Everything from the line containing "white ox, then" to the last line of the records must be returned verbatim; nothing else belongs in the output.

--- BEGIN Exercise material ---

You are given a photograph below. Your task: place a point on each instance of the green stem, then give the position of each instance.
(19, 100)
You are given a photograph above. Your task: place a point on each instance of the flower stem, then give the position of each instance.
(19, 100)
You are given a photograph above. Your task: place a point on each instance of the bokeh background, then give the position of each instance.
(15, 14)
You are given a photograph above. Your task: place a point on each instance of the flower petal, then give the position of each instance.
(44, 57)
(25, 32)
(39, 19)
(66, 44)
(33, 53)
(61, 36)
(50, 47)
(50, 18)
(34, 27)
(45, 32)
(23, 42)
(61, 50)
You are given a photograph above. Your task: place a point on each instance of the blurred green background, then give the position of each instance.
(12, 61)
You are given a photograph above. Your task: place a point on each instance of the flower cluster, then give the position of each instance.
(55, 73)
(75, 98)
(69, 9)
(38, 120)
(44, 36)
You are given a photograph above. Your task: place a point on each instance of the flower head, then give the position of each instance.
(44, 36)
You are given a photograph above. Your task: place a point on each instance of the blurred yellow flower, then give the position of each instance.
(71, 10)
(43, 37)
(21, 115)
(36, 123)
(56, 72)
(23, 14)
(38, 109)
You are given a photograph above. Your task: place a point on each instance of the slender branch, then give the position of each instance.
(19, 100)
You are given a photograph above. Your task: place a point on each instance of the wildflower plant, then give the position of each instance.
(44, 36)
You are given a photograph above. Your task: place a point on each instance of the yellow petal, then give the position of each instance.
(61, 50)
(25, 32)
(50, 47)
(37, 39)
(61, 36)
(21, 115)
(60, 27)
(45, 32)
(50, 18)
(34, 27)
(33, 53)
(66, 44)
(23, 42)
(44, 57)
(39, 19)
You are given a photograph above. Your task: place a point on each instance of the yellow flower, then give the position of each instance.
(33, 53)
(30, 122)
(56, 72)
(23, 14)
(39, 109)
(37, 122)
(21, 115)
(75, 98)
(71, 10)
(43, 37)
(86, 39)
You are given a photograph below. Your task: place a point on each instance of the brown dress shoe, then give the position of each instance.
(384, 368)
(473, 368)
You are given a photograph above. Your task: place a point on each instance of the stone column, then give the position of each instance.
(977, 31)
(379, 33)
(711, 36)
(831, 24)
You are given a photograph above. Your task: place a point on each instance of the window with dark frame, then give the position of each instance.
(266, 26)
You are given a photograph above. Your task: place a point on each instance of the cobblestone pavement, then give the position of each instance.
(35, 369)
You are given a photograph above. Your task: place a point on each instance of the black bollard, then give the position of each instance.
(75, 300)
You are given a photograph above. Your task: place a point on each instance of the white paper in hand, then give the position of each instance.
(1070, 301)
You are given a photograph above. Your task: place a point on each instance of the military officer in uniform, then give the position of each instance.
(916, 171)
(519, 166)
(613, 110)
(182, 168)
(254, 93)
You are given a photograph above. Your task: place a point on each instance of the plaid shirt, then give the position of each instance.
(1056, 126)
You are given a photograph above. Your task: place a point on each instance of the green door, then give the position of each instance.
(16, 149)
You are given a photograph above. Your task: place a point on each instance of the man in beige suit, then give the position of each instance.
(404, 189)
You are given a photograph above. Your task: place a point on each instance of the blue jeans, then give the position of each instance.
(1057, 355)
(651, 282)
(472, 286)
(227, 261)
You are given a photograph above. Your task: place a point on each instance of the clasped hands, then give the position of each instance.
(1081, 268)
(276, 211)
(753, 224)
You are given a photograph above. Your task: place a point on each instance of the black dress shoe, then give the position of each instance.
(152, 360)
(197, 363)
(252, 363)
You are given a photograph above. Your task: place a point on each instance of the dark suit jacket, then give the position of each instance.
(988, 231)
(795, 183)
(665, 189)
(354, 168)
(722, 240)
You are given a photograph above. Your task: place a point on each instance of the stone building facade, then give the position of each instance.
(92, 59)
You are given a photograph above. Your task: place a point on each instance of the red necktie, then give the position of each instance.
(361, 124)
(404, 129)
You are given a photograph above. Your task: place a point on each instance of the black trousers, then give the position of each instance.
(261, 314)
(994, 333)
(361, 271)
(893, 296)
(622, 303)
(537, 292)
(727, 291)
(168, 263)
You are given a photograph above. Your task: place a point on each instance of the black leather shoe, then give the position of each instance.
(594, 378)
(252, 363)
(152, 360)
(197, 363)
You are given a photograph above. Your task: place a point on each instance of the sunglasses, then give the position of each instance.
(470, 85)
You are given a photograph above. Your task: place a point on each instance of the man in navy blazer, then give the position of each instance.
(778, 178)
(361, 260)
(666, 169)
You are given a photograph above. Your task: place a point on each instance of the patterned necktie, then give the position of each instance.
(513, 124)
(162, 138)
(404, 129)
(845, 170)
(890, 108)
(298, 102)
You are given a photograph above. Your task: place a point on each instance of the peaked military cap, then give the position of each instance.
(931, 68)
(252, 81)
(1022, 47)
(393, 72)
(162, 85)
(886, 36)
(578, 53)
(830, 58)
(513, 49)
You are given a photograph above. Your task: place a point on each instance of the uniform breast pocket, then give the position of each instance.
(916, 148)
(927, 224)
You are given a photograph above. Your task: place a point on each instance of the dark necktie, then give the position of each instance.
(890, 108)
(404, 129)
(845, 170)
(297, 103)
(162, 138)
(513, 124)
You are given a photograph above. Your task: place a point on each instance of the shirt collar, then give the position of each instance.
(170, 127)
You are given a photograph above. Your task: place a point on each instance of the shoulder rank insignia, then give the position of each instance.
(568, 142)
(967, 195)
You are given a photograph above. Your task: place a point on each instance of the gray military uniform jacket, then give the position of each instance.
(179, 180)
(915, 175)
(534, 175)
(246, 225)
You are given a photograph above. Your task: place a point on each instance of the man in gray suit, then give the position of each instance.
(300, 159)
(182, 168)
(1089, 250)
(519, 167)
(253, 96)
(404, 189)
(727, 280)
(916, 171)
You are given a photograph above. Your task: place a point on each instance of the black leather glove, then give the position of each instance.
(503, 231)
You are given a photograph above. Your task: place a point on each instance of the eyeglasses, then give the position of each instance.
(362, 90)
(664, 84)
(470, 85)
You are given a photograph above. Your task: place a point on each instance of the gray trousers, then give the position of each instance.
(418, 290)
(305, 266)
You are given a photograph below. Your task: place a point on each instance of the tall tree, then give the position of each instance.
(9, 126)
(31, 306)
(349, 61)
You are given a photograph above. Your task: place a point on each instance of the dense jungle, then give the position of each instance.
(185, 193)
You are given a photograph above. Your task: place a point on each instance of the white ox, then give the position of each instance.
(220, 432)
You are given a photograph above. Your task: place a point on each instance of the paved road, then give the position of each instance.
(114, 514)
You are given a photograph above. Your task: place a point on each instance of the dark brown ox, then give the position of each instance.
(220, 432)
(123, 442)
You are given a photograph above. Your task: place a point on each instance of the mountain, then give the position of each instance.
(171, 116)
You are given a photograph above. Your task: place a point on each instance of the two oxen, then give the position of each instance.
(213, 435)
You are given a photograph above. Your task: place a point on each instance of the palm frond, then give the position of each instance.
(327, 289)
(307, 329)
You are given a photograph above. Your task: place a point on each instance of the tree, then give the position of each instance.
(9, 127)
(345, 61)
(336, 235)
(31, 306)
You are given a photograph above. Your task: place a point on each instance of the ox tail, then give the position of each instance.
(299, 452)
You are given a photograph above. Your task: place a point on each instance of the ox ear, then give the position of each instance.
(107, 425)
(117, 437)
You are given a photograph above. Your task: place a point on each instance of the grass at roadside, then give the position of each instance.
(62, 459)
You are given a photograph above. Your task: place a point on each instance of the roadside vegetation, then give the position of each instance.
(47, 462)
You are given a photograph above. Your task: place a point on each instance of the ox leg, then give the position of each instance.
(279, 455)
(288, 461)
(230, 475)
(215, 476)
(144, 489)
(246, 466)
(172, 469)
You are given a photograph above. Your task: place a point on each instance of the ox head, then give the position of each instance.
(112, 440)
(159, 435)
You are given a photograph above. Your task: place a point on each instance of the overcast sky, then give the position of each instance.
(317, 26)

--- END Exercise material ---

§ **Final result**
You are given a photograph above. Your task: place a point on each instance of the white ox, then give the position of each instance.
(220, 432)
You are given a photograph above. Your task: place a point on each instance of the paved road, then give the position of each instance.
(114, 514)
You are given a photograph above. Your task: place a point on each instance of the dark brown ox, then give the position of each instance.
(220, 432)
(123, 442)
You are given a photograph above. Your task: place a point on each instance of the mountain, then give the position of each instance.
(171, 116)
You are given a photograph above. Your task: place a point on each instance of the two oxen, then give the position of each instance.
(213, 435)
You are given a photograph above. Your task: place a point on each instance of the palm frond, then give the position of each instance.
(327, 289)
(307, 329)
You are given a photograph above. Your task: place a point on each instance of the tree, then give the position of each instance.
(9, 127)
(345, 61)
(336, 235)
(31, 306)
You are given a photograph above. Your task: place a point on each instance of the ox tail, then give the position of each instance.
(299, 452)
You are given a photograph above. Your task: place a point on each instance of the ox ear, then give the position of each instance.
(107, 425)
(117, 437)
You are given a photograph above. Your task: place a point on each instance of the grass at roadside, then give the position of each instance.
(62, 459)
You are given a photograph above. Your task: place a point on each instance of the roadside vegetation, then give the position of each instance.
(47, 462)
You are given a photograph above. Your task: place a point on each instance of the ox leg, then give the position of each instance.
(279, 455)
(288, 461)
(230, 475)
(215, 476)
(144, 489)
(246, 466)
(172, 469)
You are given a photograph above. Your task: place a point on each instance of the ox head, then give the position of each instance.
(112, 440)
(159, 435)
You are given a photograph above. Your task: place a point on each instance of the overcast sky, then give the position of each instance.
(317, 26)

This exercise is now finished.